- [GIVEN TASK] Retype the following records word for word, keeping every line as it appears.

- [RECORD EXCERPTS]

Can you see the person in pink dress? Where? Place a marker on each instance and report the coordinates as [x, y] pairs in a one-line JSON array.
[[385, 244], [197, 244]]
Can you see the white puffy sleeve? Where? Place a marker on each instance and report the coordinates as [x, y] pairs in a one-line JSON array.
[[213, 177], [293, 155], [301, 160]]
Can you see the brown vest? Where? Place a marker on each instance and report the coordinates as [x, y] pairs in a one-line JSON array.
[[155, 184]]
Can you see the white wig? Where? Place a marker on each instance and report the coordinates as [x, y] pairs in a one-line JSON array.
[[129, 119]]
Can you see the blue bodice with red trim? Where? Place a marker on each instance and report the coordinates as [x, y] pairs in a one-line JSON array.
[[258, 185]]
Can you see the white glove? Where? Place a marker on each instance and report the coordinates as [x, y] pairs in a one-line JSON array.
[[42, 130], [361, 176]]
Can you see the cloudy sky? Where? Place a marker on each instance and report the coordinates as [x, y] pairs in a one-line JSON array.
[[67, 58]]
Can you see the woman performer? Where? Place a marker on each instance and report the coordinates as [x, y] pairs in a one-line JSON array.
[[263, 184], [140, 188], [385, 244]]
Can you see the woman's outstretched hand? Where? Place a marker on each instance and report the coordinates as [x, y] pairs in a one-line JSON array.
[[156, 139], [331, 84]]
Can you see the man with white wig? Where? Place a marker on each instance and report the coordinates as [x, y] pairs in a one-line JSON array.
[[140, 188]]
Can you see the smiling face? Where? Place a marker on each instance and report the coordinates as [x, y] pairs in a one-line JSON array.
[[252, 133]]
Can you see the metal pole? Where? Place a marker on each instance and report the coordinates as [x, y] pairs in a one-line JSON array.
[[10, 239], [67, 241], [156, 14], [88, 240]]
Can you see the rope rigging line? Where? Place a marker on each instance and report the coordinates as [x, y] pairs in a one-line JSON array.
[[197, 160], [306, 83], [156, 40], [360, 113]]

- [SOLVED PROBLEM]
Can you see the person in pink dress? Where? Place a marker on each instance and report the coordinates as [x, y] pairs in a one-line JSON array.
[[385, 244], [197, 244]]
Can you see the white puffy sleeve? Where? Place a marker on each instance and report the coordinates as [x, y] pairs in a one-line JSON array.
[[213, 177], [293, 155], [301, 160]]
Can you see the brown vest? Where? Place a marker on each instance and report the coordinates as [x, y] pairs in a one-line JSON array.
[[155, 184]]
Can you see the white wig? Where? Place a marker on each instance and report the coordinates as [x, y] pairs in a one-line JSON array.
[[129, 119]]
Can you see the blue bodice with red trim? Where? Place a marker on each instance and report the coordinates as [x, y] pairs in a one-line JSON array.
[[258, 185]]
Can you see the white glove? Where? Place a marker on each instance and report the coordinates as [x, y] pairs in a one-line JSON array.
[[42, 130], [361, 176]]
Can you see the cloudy sky? Where? Place a marker on each instance and report the coordinates as [x, y] pairs in a one-line JSON array.
[[67, 58]]
Can you see the woman performer? Where? Place a marker on each instance and report the coordinates as [x, y] pairs in a one-line JSON array.
[[263, 184], [140, 188], [385, 244]]
Can you see the woman's outstretched hand? Where? Place a marker on each instance and report the coordinates as [x, y] pairs in a one-line JSON array.
[[156, 139], [331, 84]]
Can you see the man with white wig? Where? Place a marker on each instance and report the coordinates as [x, y] pairs in a one-line JSON array.
[[140, 188]]
Can you see the smiling face? Where? Place a marker on each instance and report the coordinates as [x, y] pairs in a one-line JSON array.
[[252, 133]]
Can you see the metal pole? Where? Place a marker on each instance and report the coordinates as [x, y] pairs in a one-line JSON array.
[[10, 239], [67, 241], [156, 14], [88, 240]]
Can you see the rope rigging line? Where? Place a marker on each instance and report the coordinates as [x, y] pairs in a one-line JSON array.
[[197, 160], [306, 83], [156, 40], [360, 113]]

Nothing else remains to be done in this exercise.